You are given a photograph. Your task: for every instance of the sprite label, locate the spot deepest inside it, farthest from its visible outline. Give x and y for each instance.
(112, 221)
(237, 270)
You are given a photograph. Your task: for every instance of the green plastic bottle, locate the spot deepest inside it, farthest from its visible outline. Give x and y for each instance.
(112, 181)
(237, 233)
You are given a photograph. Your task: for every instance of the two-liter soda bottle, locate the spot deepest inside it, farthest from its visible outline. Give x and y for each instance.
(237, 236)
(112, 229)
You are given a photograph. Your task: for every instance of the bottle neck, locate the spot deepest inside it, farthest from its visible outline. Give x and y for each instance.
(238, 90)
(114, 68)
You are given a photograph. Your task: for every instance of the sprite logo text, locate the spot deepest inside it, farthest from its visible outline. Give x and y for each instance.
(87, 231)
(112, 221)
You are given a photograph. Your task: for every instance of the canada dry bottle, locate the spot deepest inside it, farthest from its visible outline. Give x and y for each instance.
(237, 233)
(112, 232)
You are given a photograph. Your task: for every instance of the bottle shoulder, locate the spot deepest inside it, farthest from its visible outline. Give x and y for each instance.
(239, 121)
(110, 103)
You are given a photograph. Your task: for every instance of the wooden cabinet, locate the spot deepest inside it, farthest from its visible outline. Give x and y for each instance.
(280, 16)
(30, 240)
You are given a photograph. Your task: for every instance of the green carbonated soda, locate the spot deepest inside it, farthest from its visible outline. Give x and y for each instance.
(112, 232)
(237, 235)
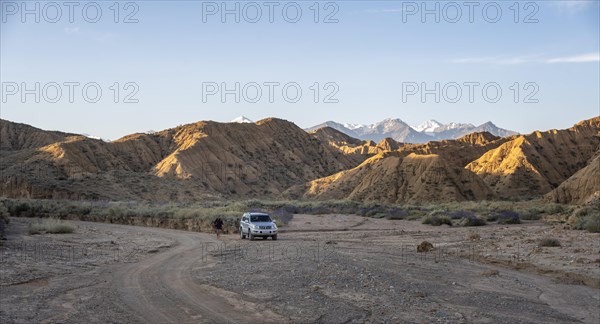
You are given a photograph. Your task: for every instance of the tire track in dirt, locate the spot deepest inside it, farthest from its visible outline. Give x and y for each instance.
(161, 289)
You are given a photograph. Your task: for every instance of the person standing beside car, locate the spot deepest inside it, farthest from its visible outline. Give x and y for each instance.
(218, 223)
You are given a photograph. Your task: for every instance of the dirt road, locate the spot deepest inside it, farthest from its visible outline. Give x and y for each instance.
(358, 271)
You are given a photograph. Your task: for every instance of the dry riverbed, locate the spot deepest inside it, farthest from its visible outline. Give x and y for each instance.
(329, 268)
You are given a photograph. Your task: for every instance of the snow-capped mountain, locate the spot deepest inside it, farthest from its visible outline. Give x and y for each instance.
(398, 130)
(353, 126)
(242, 120)
(428, 126)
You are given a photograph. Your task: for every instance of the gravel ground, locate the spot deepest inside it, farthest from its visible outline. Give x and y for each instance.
(328, 269)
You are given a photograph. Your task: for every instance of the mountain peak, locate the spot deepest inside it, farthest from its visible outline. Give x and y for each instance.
(428, 126)
(243, 120)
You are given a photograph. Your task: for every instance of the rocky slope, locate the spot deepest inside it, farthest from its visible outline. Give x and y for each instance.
(275, 159)
(534, 164)
(582, 187)
(476, 166)
(391, 178)
(400, 131)
(185, 163)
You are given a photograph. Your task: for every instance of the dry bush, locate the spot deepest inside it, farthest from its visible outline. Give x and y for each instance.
(549, 242)
(51, 226)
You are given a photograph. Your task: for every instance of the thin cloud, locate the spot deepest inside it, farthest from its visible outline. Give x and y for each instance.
(583, 58)
(571, 6)
(378, 11)
(71, 31)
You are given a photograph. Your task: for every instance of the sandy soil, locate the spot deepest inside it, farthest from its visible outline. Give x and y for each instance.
(329, 268)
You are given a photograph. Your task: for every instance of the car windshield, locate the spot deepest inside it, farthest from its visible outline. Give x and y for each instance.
(260, 218)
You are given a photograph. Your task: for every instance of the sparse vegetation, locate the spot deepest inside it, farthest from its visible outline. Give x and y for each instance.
(51, 226)
(471, 219)
(587, 218)
(549, 242)
(437, 218)
(509, 217)
(199, 216)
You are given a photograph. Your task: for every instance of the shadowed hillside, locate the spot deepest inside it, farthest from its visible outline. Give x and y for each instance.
(205, 159)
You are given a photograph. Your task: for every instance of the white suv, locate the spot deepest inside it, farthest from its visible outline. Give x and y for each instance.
(257, 224)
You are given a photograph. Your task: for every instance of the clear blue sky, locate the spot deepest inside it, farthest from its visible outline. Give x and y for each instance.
(373, 49)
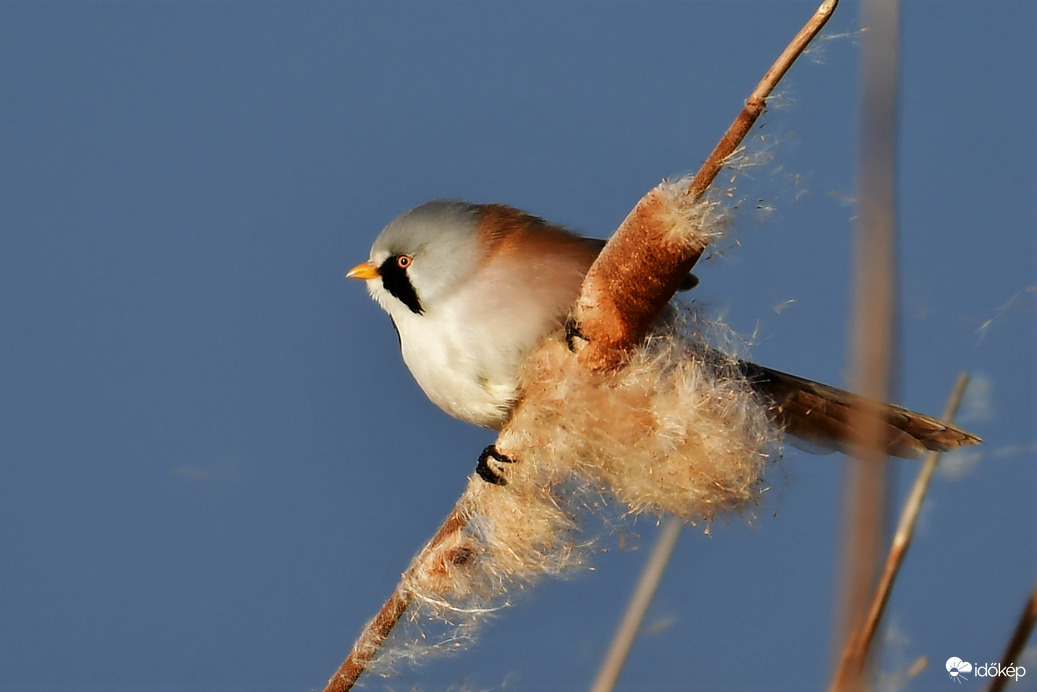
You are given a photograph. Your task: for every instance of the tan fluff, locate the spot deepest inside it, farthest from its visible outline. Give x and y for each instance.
(676, 431)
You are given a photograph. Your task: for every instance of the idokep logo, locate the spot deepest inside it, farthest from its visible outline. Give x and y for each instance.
(957, 668)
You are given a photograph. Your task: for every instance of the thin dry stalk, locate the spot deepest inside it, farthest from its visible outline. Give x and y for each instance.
(874, 321)
(636, 609)
(634, 316)
(640, 269)
(858, 646)
(376, 631)
(1019, 637)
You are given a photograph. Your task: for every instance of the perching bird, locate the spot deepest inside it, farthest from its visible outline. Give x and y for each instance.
(472, 288)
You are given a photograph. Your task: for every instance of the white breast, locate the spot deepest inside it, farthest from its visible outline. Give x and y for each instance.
(466, 351)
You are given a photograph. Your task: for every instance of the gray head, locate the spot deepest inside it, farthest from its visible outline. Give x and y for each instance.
(423, 254)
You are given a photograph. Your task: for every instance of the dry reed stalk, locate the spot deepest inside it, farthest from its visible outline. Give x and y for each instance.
(1014, 649)
(859, 643)
(644, 261)
(641, 248)
(636, 609)
(874, 309)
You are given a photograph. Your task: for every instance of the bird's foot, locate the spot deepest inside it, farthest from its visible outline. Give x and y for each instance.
(483, 469)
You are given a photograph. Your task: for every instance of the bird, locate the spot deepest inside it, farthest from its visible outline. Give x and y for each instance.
(472, 288)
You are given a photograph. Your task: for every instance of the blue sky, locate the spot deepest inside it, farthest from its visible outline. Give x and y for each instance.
(216, 464)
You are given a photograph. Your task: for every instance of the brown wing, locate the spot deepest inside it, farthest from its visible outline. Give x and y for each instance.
(825, 415)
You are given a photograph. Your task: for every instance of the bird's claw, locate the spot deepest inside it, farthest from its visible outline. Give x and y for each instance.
(486, 473)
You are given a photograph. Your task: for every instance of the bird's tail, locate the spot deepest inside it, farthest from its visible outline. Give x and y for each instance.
(825, 416)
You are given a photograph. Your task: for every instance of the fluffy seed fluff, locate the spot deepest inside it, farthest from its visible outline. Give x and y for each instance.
(676, 431)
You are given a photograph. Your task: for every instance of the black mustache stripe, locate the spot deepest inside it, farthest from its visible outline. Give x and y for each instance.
(396, 281)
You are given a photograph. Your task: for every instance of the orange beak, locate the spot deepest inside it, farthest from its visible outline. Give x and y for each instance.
(363, 271)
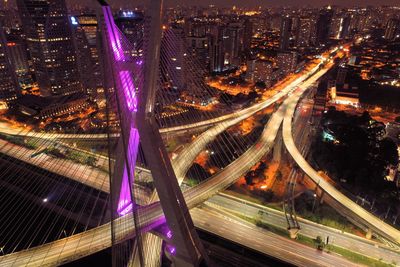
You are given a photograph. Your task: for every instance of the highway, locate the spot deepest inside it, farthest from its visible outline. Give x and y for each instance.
(308, 228)
(335, 198)
(263, 241)
(86, 243)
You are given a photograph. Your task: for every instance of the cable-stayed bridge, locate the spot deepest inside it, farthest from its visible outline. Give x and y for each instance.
(132, 215)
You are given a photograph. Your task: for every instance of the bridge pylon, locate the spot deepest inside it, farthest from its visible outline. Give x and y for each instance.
(135, 81)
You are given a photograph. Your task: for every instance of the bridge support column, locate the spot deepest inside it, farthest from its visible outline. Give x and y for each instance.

• • • •

> _GESTELD DOEL_
Schrijf de regels letterlijk over, vanaf de regel met "bridge pylon, locate" tot en met de allerlaatste regel.

> _VERWACHT ANTWOORD_
You are given a photograph. Your task: for every instance of the bridge pylon, locate the spot deepest inside it, farthest from its visible outline. Give x and y for each instance.
(135, 81)
You are given a photograph. Your task: for every instance of the bridge support column, locate the spot deepest inside it, farthest from its visible outline. Give x and y for each instance.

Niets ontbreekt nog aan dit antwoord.